Exercise: Copy out every line exactly as given.

-- Begin Task input --

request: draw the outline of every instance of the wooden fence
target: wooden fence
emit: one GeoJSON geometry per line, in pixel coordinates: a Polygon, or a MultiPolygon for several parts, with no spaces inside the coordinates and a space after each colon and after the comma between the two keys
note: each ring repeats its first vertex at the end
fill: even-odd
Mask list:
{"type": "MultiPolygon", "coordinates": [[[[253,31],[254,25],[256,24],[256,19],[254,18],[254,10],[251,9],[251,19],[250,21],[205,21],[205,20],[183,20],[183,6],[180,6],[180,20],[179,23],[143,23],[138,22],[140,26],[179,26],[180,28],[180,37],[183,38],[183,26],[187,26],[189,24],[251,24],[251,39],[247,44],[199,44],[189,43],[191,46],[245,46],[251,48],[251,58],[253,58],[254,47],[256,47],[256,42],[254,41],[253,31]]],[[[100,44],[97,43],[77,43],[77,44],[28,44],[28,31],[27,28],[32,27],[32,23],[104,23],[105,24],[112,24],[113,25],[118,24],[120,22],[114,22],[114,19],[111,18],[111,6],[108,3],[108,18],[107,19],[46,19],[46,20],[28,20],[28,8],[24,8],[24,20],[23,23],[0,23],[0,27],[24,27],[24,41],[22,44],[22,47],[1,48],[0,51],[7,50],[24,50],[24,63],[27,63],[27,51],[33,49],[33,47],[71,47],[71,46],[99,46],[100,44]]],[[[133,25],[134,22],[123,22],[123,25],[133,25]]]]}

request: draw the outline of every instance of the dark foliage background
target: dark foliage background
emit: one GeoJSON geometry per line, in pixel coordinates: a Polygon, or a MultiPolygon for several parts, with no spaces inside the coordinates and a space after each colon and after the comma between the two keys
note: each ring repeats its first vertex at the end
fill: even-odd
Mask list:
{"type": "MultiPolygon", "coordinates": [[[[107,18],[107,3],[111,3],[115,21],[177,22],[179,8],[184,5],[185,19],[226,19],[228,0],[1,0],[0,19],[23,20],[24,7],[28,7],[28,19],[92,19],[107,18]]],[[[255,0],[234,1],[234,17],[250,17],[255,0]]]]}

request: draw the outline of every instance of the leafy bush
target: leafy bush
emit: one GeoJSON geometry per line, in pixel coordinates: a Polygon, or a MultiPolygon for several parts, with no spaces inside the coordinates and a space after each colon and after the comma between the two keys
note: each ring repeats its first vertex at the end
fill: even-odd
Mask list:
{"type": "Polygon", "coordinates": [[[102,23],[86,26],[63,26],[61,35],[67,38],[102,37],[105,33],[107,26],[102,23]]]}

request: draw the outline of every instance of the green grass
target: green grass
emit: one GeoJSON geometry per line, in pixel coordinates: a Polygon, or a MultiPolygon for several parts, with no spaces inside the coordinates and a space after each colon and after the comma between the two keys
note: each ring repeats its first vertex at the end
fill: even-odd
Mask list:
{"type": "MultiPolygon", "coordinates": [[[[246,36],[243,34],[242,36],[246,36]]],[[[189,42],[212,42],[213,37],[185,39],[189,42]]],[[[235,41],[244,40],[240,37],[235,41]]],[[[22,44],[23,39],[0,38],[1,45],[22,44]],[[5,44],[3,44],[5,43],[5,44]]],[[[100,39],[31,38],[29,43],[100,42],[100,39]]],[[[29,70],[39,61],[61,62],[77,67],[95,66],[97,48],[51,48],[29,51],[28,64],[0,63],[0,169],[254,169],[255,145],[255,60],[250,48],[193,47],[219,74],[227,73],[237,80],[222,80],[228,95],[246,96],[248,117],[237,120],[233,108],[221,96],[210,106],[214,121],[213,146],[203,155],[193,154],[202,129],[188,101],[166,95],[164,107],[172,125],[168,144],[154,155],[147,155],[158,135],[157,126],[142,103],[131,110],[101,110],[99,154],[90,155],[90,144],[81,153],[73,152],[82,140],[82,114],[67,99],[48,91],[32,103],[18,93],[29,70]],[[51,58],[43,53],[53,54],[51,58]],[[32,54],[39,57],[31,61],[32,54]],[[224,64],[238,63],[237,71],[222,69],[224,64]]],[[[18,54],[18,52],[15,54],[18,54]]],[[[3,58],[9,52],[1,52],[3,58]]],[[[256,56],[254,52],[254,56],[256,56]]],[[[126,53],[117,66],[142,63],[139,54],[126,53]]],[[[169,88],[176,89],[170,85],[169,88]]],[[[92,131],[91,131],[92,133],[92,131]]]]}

-- End Task input --

Solution for this problem:
request: draw the outline of every instance of the wooden fence
target: wooden fence
emit: one GeoJSON geometry per line, in pixel coordinates: a Polygon, or a MultiPolygon for several parts, with no spaces inside the coordinates and a space after each colon and after the comma between the two keys
note: each ring repeats its first vertex at the end
fill: even-odd
Mask list:
{"type": "MultiPolygon", "coordinates": [[[[253,31],[254,25],[256,24],[256,19],[254,18],[254,10],[251,9],[251,19],[250,21],[205,21],[205,20],[183,20],[183,6],[180,6],[180,20],[179,23],[143,23],[138,22],[140,26],[179,26],[180,28],[180,37],[183,38],[183,26],[187,26],[189,24],[251,24],[251,39],[247,44],[199,44],[189,43],[191,46],[245,46],[251,48],[251,58],[253,58],[254,47],[256,47],[256,42],[254,41],[253,31]]],[[[100,44],[97,43],[77,43],[77,44],[28,44],[28,31],[27,28],[32,27],[32,23],[104,23],[105,24],[112,24],[113,25],[118,24],[120,22],[114,22],[114,19],[111,18],[111,6],[108,3],[108,18],[107,19],[46,19],[46,20],[28,20],[28,8],[24,8],[24,20],[23,23],[0,23],[0,27],[24,27],[24,41],[22,44],[22,47],[1,48],[0,51],[7,50],[24,50],[24,63],[27,63],[27,51],[33,49],[33,47],[71,47],[71,46],[99,46],[100,44]]],[[[133,25],[134,22],[123,22],[123,25],[133,25]]]]}

request: draw the outline of every instance of the dark foliage background
target: dark foliage background
emit: one GeoJSON geometry per line, in pixel coordinates: a Polygon, or a MultiPolygon for several parts, with no spaces inside the coordinates and a space after each colon and after the comma between the two keys
note: each ring repeats its first vertex at the end
fill: even-odd
Mask list:
{"type": "MultiPolygon", "coordinates": [[[[107,18],[107,3],[111,3],[115,21],[177,22],[179,8],[184,5],[185,19],[226,19],[228,0],[1,0],[0,19],[23,20],[24,7],[28,7],[28,19],[92,19],[107,18]]],[[[255,0],[234,1],[234,17],[250,17],[255,0]]]]}

request: draw the outline of every instance of the leafy bush
target: leafy bush
emit: one GeoJSON geometry per line, in pixel coordinates: a Polygon, or a MultiPolygon for several parts, with no spaces inside the coordinates and a space after each colon and after the comma between the two keys
note: each ring repeats its first vertex at the end
fill: even-odd
Mask list:
{"type": "Polygon", "coordinates": [[[102,23],[86,26],[63,26],[61,35],[67,38],[102,37],[105,33],[107,26],[102,23]]]}

request: draw the outline of every instance of the green grass
target: green grass
emit: one GeoJSON geometry per line, in pixel coordinates: a Polygon, or a MultiPolygon for several parts, with no spaces inside the coordinates and a space after each colon and after the comma between the two keys
note: each ring repeats its first vertex at the end
fill: even-odd
Mask list:
{"type": "MultiPolygon", "coordinates": [[[[246,36],[243,34],[242,36],[246,36]]],[[[189,42],[212,42],[213,37],[185,39],[189,42]]],[[[235,41],[244,40],[240,37],[235,41]]],[[[22,44],[23,39],[0,38],[1,45],[22,44]],[[5,44],[3,44],[5,43],[5,44]]],[[[100,39],[31,38],[29,43],[100,42],[100,39]]],[[[29,70],[39,61],[61,62],[77,67],[95,66],[97,48],[51,48],[29,51],[28,64],[0,63],[0,169],[254,169],[255,145],[255,60],[250,48],[193,47],[219,74],[227,73],[237,80],[222,80],[228,95],[246,96],[248,117],[237,120],[233,108],[221,96],[210,106],[214,121],[213,146],[203,155],[193,154],[202,129],[188,101],[166,95],[164,107],[172,125],[168,144],[154,155],[147,155],[158,135],[157,126],[142,103],[131,110],[101,110],[99,154],[90,155],[90,144],[81,153],[73,152],[82,140],[82,114],[67,99],[48,91],[32,103],[18,93],[29,70]],[[51,58],[43,53],[53,54],[51,58]],[[32,54],[39,57],[31,61],[32,54]],[[224,64],[238,63],[237,71],[222,69],[224,64]]],[[[18,54],[18,52],[15,54],[18,54]]],[[[3,58],[9,52],[1,52],[3,58]]],[[[256,56],[254,52],[254,56],[256,56]]],[[[126,53],[117,66],[142,63],[139,54],[126,53]]],[[[169,88],[176,89],[170,85],[169,88]]],[[[92,131],[91,131],[92,133],[92,131]]]]}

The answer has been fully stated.